Goal of the exercise: Count the lines of the data below that contain the word "logo", and reply with the number alone.

— START Given records —

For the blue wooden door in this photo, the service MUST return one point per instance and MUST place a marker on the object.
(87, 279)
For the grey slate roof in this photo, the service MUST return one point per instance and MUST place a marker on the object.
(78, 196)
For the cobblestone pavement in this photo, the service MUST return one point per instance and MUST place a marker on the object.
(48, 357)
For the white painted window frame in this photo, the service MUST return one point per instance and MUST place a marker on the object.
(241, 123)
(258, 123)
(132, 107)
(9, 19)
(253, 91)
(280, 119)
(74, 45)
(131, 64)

— END Given records —
— START Given records —

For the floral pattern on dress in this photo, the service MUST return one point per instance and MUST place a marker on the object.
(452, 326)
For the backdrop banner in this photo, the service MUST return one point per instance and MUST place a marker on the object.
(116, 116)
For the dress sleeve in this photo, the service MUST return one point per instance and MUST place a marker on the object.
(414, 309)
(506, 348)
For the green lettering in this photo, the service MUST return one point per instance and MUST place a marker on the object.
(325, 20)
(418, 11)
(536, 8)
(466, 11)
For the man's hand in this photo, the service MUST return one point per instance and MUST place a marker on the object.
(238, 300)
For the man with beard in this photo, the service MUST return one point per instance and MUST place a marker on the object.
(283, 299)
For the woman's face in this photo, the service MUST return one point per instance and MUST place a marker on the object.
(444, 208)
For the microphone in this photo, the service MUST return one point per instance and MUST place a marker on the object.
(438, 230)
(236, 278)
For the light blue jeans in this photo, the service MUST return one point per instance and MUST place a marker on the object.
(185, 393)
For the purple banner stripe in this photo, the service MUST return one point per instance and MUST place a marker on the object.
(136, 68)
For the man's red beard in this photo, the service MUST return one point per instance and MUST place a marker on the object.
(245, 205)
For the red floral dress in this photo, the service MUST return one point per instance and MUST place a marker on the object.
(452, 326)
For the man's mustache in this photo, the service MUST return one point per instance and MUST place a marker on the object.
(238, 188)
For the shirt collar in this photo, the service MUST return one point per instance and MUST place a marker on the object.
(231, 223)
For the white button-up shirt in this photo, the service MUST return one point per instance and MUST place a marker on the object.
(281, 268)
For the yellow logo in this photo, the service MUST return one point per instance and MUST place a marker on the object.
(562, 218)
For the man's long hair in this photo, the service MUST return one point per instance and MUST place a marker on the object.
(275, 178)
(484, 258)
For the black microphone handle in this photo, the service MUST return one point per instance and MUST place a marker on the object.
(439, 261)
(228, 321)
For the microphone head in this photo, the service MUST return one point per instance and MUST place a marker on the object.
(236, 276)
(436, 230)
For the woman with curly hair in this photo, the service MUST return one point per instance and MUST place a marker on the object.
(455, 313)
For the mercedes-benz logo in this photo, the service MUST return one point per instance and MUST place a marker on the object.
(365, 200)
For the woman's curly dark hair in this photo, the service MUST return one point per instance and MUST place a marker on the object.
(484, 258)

— END Given records —

Completed task: 2